======== Passage

While the nation's attention is focused on the slow-motion deterioration of Iraq, the White House for months has been at war on the home front -- clashing repeatedly with the CIA in a rare series of public disagreements. They've fought over intelligence that seemed to predict the 9/11 terrorist attacks. They've fought over whether Saddam Hussein had weapons of mass destruction. They've fought over a seemingly vindictive White House leak that identified an undercover CIA agent.

According to Thomas Powers, a widely respected authority on the nation's spy business, that conflict has put the CIA -- and U.S. national security -- in peril.

"I think the agency is in terrible shape because of this," Powers told Salon in an interview. "It appears now that the CIA is actually incapable of operating in a hostile environment. It's afraid."

================
======== Entries

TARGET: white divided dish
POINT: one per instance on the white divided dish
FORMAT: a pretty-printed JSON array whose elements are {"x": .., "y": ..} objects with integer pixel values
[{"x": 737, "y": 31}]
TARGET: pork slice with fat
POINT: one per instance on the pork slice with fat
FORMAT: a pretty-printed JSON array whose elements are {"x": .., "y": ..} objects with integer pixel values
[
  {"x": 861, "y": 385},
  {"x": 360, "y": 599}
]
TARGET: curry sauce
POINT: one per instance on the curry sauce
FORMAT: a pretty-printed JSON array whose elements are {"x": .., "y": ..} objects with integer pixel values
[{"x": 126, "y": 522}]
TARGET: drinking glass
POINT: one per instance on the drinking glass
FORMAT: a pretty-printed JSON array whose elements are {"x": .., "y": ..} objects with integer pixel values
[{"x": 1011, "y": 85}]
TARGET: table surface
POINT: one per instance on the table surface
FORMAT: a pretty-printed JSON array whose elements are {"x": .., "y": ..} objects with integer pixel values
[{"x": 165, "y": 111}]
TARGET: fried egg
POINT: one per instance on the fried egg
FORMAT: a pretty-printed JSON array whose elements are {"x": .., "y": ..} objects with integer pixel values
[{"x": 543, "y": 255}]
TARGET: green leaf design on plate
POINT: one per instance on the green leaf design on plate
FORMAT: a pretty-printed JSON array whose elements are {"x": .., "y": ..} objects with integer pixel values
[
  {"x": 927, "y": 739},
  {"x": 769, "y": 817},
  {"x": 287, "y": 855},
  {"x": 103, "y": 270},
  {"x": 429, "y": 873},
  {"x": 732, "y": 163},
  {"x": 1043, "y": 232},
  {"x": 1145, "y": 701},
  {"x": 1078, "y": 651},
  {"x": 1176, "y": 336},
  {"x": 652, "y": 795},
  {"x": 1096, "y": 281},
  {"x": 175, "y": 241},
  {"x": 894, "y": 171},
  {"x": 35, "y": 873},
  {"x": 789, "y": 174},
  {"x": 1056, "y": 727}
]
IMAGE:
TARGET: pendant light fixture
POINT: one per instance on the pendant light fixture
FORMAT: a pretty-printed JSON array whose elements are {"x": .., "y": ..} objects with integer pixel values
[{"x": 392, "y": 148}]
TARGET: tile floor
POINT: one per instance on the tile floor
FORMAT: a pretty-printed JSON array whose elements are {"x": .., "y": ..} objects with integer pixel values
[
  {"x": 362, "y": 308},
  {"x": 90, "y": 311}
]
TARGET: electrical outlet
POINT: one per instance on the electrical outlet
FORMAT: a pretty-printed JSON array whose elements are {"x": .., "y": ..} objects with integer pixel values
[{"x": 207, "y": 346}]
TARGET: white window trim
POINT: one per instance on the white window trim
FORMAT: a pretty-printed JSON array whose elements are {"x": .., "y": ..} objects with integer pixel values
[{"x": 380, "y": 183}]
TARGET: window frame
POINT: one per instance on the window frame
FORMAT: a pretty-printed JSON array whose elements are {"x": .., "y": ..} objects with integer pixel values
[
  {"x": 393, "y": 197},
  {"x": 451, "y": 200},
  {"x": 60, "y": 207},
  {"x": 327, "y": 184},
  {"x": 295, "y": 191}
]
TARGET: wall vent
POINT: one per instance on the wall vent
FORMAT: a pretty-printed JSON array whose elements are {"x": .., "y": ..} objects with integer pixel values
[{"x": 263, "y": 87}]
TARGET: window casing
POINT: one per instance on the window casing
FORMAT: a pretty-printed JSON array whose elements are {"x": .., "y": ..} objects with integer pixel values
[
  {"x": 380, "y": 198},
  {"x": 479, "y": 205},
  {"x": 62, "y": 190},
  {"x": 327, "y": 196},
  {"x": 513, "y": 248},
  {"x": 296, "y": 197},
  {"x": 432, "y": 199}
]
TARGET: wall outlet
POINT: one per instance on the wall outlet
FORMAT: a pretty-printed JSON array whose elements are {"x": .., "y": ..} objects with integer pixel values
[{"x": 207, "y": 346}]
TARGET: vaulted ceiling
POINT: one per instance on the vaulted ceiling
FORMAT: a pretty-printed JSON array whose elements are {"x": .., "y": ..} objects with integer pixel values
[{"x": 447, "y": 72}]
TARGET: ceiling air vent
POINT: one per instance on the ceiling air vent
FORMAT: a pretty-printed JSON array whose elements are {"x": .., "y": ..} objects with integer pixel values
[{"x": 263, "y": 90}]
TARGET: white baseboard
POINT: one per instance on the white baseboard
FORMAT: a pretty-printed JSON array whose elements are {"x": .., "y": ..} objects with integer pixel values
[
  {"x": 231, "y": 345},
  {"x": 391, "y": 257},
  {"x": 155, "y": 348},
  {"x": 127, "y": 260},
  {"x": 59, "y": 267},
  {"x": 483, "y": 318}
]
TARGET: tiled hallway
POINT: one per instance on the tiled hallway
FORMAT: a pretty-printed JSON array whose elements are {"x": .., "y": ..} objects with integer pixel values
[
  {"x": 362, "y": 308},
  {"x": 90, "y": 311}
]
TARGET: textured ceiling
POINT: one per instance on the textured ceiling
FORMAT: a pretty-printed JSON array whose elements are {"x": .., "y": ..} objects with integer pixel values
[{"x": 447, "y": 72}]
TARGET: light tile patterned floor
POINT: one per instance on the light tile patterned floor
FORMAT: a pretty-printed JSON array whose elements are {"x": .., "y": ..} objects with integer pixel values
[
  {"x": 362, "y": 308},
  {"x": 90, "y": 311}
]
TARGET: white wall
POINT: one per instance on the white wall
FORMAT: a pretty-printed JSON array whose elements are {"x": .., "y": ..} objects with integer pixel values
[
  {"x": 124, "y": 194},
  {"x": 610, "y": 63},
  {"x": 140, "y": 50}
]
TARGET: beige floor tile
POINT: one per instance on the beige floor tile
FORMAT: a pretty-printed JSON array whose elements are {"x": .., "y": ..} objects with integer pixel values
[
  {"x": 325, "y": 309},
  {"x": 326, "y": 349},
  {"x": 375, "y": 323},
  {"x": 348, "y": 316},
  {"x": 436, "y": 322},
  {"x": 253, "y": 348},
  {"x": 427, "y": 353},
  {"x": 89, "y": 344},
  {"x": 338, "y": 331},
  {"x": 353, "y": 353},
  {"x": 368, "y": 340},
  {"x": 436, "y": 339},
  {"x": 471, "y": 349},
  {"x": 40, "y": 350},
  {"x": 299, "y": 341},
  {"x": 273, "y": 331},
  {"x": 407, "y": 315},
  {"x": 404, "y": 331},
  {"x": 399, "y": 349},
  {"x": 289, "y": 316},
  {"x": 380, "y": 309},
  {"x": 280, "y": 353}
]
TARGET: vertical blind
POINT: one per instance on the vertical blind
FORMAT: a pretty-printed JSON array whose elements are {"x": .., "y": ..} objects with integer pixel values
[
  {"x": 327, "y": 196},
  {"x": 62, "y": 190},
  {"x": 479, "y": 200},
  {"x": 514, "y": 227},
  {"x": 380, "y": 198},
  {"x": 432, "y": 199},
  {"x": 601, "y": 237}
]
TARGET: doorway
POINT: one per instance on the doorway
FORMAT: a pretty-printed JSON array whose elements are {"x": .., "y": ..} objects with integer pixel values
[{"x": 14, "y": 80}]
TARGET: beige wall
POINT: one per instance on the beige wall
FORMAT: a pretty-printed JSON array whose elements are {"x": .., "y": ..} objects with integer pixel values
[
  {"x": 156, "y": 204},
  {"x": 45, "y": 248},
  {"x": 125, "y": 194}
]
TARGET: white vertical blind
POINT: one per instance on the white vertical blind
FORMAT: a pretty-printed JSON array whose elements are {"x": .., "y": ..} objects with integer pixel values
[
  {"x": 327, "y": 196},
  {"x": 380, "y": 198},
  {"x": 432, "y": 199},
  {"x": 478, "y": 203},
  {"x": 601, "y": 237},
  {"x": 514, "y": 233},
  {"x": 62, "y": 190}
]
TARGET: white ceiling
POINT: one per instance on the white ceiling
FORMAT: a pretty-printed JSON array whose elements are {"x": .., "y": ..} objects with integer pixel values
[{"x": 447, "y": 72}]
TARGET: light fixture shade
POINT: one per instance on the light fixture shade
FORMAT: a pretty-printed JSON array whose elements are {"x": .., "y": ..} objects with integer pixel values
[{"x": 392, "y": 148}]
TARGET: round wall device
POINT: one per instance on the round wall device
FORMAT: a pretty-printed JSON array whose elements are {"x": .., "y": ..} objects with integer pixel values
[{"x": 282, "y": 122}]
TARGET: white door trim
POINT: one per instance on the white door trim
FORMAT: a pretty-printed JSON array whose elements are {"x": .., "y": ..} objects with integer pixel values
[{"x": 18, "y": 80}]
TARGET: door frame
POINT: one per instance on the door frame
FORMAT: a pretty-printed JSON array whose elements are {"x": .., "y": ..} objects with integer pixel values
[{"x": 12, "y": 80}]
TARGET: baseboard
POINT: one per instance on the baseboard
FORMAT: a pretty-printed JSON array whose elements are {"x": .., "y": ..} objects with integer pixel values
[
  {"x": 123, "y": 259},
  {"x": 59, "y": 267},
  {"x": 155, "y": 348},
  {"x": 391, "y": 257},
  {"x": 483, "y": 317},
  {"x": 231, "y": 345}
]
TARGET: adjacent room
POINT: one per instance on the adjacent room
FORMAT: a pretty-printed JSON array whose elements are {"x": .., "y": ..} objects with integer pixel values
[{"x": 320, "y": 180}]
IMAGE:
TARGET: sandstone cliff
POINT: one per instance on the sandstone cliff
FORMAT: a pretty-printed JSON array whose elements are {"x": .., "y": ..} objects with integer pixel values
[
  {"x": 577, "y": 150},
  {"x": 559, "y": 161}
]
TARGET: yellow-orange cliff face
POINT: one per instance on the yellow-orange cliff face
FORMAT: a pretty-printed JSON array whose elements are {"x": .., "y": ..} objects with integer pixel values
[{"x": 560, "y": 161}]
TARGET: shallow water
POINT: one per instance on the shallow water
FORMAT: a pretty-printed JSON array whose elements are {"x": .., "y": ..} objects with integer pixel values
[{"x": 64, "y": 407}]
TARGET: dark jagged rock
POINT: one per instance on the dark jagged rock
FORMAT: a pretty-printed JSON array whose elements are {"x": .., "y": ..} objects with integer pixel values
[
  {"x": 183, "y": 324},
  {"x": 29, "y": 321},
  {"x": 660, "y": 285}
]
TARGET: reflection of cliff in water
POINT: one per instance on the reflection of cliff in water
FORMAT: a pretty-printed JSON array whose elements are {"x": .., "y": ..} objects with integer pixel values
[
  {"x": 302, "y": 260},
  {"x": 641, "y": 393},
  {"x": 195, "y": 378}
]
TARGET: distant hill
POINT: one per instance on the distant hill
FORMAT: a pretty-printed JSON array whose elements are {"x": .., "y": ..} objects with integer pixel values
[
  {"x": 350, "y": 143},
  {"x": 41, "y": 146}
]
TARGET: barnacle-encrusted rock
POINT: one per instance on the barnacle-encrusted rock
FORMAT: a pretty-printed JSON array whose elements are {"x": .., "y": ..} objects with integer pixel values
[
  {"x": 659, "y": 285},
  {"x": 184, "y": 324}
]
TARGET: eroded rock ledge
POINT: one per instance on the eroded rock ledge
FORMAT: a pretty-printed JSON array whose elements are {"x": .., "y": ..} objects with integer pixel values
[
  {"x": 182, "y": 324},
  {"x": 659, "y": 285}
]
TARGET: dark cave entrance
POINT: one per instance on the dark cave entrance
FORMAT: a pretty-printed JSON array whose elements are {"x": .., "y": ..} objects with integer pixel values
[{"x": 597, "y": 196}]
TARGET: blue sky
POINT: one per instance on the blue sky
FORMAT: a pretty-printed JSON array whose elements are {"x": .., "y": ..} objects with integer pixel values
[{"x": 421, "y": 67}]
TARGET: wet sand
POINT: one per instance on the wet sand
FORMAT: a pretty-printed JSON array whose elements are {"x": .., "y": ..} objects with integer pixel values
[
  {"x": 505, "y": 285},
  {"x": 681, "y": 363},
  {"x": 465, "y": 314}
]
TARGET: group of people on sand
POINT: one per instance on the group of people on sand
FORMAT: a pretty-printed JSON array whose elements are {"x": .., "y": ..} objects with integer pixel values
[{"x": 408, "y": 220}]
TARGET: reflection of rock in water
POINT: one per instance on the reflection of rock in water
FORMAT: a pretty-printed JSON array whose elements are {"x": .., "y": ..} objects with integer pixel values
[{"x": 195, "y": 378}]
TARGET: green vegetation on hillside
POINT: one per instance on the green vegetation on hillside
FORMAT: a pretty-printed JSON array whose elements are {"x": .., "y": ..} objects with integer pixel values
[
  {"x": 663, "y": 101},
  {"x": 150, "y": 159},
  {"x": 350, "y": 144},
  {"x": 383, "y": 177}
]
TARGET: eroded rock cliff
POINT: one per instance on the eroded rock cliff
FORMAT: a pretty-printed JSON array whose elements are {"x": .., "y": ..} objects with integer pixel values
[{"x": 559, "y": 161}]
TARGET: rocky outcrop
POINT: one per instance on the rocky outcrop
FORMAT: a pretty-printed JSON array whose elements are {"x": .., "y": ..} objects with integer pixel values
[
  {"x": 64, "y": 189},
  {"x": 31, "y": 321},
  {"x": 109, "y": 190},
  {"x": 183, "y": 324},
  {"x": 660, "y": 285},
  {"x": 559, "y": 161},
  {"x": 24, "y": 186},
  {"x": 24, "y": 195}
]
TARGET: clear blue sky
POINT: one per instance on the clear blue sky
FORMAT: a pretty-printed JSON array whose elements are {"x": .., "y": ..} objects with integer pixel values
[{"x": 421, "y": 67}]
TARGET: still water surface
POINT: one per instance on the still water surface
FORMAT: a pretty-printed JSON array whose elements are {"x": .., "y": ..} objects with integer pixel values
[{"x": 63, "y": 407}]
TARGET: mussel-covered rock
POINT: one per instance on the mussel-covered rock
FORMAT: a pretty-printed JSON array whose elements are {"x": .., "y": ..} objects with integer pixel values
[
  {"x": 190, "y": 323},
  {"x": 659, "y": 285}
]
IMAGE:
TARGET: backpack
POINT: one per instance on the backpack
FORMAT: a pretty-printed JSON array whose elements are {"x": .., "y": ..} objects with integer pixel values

================

To do |
1. Answer these questions from the passage about the White House and the CIA:
(a) Which agency has the White House been clashing with?
(b) Who is described as a widely respected authority on the nation's spy business?
(c) To which publication did Powers give his interview?
2. From the passage about the White House and the CIA, copy verbatim the part that opens with the words containing "According to Thomas" and closes with "-- in peril.".

Results |
1.
(a) The CIA.
(b) Thomas Powers.
(c) Salon.

2.
According to Thomas Powers, a widely respected authority on the nation's spy business, that conflict has put the CIA -- and U.S. national security -- in peril.